▸ ACTIVITY 1
In the article on American manufacturing strategy, what size of investment tax credit does Senator Mark Warner's bill provide, and for what costs?
▸ ACTIVITY 2
Reproduce verbatim everything in the manufacturing article from "Undoing specialization" down to "so few facilities.".

▸ SUPPLIED TEXT
• • • •

Does America Have a Manufacturing Strategy?

The United States lost plenty of manufacturing jobs, and reshoring isn’t bringing them back. So how can we bring back American manufacturing jobs?

Tax breaks

Senator Mark Warner has introduced a bill that would provide a 40% investment tax credit for qualified semiconductor manufacturing costs. This may sound good, but Jeff Farry points out in Industry Week that semiconductors don’t pay much in taxes now anyway.

Nvidia, they point out as an example, paid 2.6% tax on its pretax profit of $2.94 billion this year. It’s hard to beat that.

Several countries are offering free land, preferential loans, and training or infrastructure support. This kind of direct financial support provides more real-world benefit for microchip companies than tax breaks.

Undoing specialization

The COVID-19 pandemic has brought to light the downside of specialization in manufacturing. A nationwide yeast shortage resulted from the fact that packaging for yeast was produced in so few facilities.

Basic generic drugs for compounding medications are made in specialized factories in China and India, and American Pharmaceutical giants don’t have sourcing alternatives.

Big investments in training and infrastructure will be needed to give the U.S. the level of versatility required to solve this problem.

• • • •

▸ GIVEN RECORDS
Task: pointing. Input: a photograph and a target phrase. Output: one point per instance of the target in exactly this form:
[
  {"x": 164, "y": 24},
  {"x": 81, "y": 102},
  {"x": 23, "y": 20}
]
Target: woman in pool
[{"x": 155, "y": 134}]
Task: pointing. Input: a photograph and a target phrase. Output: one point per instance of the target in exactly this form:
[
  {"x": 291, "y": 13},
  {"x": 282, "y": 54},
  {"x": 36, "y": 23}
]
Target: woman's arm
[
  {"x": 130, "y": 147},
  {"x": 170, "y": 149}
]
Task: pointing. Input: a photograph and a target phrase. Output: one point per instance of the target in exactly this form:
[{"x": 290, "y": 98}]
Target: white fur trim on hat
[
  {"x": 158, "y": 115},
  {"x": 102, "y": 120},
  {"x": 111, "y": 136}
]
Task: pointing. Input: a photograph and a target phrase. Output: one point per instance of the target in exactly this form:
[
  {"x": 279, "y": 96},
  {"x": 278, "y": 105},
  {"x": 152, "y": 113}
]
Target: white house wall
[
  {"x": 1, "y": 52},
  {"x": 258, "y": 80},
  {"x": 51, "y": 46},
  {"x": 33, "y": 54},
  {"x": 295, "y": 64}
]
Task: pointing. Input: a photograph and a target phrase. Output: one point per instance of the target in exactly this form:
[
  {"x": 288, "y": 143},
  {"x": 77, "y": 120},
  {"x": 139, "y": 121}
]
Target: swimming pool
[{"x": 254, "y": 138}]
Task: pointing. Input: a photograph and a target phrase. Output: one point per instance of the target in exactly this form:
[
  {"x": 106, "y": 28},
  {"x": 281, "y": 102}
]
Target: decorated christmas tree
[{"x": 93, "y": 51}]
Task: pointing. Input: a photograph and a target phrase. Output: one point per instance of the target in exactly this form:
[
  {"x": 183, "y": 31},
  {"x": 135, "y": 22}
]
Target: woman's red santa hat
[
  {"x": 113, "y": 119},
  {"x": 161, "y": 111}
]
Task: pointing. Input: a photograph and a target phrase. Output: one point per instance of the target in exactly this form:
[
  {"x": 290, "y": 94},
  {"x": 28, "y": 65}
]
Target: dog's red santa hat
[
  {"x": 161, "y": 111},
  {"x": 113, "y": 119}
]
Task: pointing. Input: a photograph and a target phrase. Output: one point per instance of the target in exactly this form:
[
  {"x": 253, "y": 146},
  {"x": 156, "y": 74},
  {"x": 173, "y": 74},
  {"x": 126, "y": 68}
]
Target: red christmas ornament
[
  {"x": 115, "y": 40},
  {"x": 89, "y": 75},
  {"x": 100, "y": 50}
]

• • • •

▸ EXERCISE SOLUTION 1
A 40% investment tax credit for qualified semiconductor manufacturing costs.

▸ EXERCISE SOLUTION 2
Undoing specialization

The COVID-19 pandemic has brought to light the downside of specialization in manufacturing. A nationwide yeast shortage resulted from the fact that packaging for yeast was produced in so few facilities.